## PASSAGE TO READ
#####

Summary: It’s simple,really. Jesus calls us to follow Him. Let’s see what that means.
Passage: Matthew 8:18-22
Intro: As a kid growing up in the church, there were certain songs that seemed dishonest for me to sing. Here was one:
1) “Earthly pleasures vainly call me, I would be like Jesus. Nothing worldly shall enthrall me, I would be like Jesus. Be like Jesus, this my song, in the home and in the throng. Be like Jesus all day long. I would be like Jesus.”
2. it is the song of the fully committed disciple, and it’s still a tough song to sing as an expression of the heart still infected with the flesh.
3. the gospels are full of passages like this one where following Jesus as a disciple is the theme, and where the requirements are very challenging.
4. in this story, we’ll discover the reason why discipleship is so challenging, as well as two very specifics areas where that challenge is seen.
I. Following Jesus Goes Beyond the Flesh
1. sometimes the time and place connections in the gospel are tough to see.
2. but I believe this one is quite clear.
3. in vv14-17, Jesus is in Capernaum
4. Peter’s home, some healing took place in the evening.
5. small town and a few people, but easy to see that the news spread quickly and a crowd appeared in v18
6. now here is the challenge of having a “common grace” ministry; one that ministers to the needs people have and want met.
7. it is God’s desire to meet them, and it is good to do so.
8. but just like a ministry of proclamation of the word only without demonstrating the love of God in meeting needs is incomplete, so is only the meeting of felt needs only and not addressing the spiritual condition.
9. people know what they want, but don’t always know what they need.
10. Jesus could have set up a clinic in Capernaum and healed for the rest of His life. But there were other needs to meet.

#####

## DATA EXTRACT
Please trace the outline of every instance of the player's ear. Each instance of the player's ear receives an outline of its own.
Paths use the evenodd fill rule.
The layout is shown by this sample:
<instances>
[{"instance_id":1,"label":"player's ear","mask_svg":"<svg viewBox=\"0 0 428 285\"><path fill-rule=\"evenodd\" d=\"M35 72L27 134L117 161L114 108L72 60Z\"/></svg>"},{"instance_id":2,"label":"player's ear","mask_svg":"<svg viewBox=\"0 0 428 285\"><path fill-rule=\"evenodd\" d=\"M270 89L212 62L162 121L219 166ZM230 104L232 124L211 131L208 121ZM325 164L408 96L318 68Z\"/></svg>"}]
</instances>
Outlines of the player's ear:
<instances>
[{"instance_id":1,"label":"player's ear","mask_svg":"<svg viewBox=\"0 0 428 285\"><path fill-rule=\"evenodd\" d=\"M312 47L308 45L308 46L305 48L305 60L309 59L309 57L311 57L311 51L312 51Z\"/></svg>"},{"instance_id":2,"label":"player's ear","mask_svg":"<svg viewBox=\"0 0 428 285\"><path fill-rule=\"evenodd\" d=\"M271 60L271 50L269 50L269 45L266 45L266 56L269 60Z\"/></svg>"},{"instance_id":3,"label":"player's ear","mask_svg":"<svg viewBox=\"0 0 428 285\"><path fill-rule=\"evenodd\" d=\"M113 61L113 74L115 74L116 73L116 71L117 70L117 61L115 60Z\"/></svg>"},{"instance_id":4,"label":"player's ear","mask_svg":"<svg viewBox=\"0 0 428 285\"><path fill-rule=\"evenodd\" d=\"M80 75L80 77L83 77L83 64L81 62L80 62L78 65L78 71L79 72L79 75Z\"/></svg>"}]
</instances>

#####

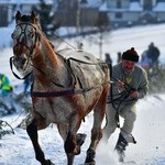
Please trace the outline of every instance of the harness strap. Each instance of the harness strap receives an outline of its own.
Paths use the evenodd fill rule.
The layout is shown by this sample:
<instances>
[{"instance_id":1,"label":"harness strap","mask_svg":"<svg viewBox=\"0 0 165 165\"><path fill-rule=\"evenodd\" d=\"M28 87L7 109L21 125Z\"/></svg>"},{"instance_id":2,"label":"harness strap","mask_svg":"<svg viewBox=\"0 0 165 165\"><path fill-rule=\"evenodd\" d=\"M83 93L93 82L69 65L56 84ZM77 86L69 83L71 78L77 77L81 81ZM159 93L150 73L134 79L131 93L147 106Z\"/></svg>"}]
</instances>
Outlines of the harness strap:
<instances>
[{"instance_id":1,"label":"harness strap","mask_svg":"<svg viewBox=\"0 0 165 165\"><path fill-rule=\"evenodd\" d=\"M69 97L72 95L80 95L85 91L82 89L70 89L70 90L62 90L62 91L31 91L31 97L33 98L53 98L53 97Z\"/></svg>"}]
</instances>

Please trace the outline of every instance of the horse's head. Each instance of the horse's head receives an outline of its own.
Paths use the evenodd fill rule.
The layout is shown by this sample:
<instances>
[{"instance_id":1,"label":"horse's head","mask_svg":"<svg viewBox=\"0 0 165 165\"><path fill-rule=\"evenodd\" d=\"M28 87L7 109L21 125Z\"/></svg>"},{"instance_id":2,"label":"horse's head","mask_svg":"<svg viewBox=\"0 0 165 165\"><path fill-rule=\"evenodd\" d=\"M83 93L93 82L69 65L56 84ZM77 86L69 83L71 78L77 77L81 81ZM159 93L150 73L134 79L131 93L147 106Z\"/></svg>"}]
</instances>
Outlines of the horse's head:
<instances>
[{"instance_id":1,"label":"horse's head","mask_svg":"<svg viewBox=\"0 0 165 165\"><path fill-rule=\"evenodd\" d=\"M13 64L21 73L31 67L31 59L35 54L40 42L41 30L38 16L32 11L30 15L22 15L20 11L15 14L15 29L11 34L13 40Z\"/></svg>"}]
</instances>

#####

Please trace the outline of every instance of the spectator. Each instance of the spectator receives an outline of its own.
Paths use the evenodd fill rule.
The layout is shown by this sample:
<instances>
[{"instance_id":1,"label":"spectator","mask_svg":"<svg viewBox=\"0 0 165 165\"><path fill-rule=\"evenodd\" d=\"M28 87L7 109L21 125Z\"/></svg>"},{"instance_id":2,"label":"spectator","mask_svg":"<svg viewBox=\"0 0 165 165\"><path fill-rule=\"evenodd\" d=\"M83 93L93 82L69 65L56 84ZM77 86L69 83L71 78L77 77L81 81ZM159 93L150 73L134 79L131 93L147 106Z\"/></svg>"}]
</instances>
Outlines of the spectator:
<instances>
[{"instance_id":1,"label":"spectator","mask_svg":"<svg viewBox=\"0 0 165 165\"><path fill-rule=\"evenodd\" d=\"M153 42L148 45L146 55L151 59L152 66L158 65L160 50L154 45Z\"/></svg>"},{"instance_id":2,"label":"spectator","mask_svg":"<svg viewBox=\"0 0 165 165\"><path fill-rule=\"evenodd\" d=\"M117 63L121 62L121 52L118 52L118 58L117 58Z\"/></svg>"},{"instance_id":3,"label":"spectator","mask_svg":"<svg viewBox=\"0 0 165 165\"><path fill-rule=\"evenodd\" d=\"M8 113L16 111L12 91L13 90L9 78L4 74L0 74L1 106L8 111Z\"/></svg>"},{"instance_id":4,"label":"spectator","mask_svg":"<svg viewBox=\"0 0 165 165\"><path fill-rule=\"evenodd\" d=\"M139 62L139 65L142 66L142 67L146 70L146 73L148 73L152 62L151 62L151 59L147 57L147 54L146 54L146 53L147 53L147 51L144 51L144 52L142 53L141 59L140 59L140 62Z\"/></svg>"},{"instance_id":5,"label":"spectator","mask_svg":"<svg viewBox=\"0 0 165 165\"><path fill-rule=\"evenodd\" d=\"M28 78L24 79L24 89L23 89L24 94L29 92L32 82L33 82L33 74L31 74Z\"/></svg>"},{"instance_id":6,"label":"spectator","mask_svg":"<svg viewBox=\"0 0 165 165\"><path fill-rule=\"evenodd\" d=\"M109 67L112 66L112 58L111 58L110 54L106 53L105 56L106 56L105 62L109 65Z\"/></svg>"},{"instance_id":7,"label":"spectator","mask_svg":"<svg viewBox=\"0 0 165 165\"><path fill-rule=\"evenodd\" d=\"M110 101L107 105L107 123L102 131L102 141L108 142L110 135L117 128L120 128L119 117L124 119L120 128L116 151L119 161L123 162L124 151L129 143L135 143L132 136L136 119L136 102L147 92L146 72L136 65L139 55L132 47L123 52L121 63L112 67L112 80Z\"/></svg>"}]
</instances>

#####

## TASK INSTRUCTIONS
a: Copy word for word the part of the sermon outline on following Jesus that begins at the words "3. the gospels" and stops after the words "good to do so.".
b: Resume the sermon outline on following Jesus after its last line.

## PER-TASK OUTPUTS
a:
3. the gospels are full of passages like this one where following Jesus as a disciple is the theme, and where the requirements are very challenging.
4. in this story, we’ll discover the reason why discipleship is so challenging, as well as two very specifics areas where that challenge is seen.
I. Following Jesus Goes Beyond the Flesh
1. sometimes the time and place connections in the gospel are tough to see.
2. but I believe this one is quite clear.
3. in vv14-17, Jesus is in Capernaum
4. Peter’s home, some healing took place in the evening.
5. small town and a few people, but easy to see that the news spread quickly and a crowd appeared in v18
6. now here is the challenge of having a “common grace” ministry; one that ministers to the needs people have and want met.
7. it is God’s desire to meet them, and it is good to do so.

b:
11. and there is no doubt that he saw the crowds, drawn by the promise of healing, and formulated a quick escape plan.
PP Sea of Galilee, Capernaum, “other side” (east side)
12. v 28 tells us where he ended up..Gadara.
13. this was not a place where your good Jew would go on purpose.
14. for the crowd to follow, would have to go the long way around the Sea, or ford the Jordan carrying their sick person.
PP Jordan River entering Sea of Galilee
15. no doubt that Jesus deliberately cut off the healing service, but those who had watched it were drawn to it.
16. our ministry needs to be careful to meet physical needs, but not stop there.
17. you can draw a crowd with healing or food or appeals to the flesh.
18. but true discipleship goes beyond the flesh, and that is often where the attraction stops.
19. this understanding is critical, because we will see in specifics now the principle Jesus is teaching.
20. that is, that discipleship is a call to live in the world of death but walk in a new way; the way of life.
II. Following Jesus Challenges our Earthly Security
1. a teacher of the law confronted Jesus before the boat departed for the other side.
2. wanted to be a follower, the phrase is a typical one that might be used to initiate the teacher-student relationship.
3. we might think his offer was quite good, “I’ll go wherever you go.”
4. Jesus’ response reveals something about the original offer that we need to see, because Jesus looked beyond the words to see the heart.
5. the Jewish teacher said he would go “wherever”, greek word “opou”
6. Jesus’ response is incredible! He said the animals have places that they retire to at night, but that the “son of man” has no “place” to lay his head.
7. the word translated “Place” is not the normal word for “place.”
8. what Jesus literally says is “the Son of man has no where to lay his head.”
9. “you want me to tell you where, and I am telling you that following me only has a who, not a what or a when or a where.
10. this man wanted some earthly security, he wanted a destination.
11. and Jesus did not have one for him, no earthly security, just a relationship of trusting God.
12. we have seen this before, haven’t we?
PP Matthew 6:33
13. this is one of the most challenging parts of the call of discipleship.
14. it is a relationship of trust in which the where’s and the when’s and the what’s and the why’s are not laid out for us.
15. it is a relationship that takes place in the world but is disconnected from the typical worldly value system.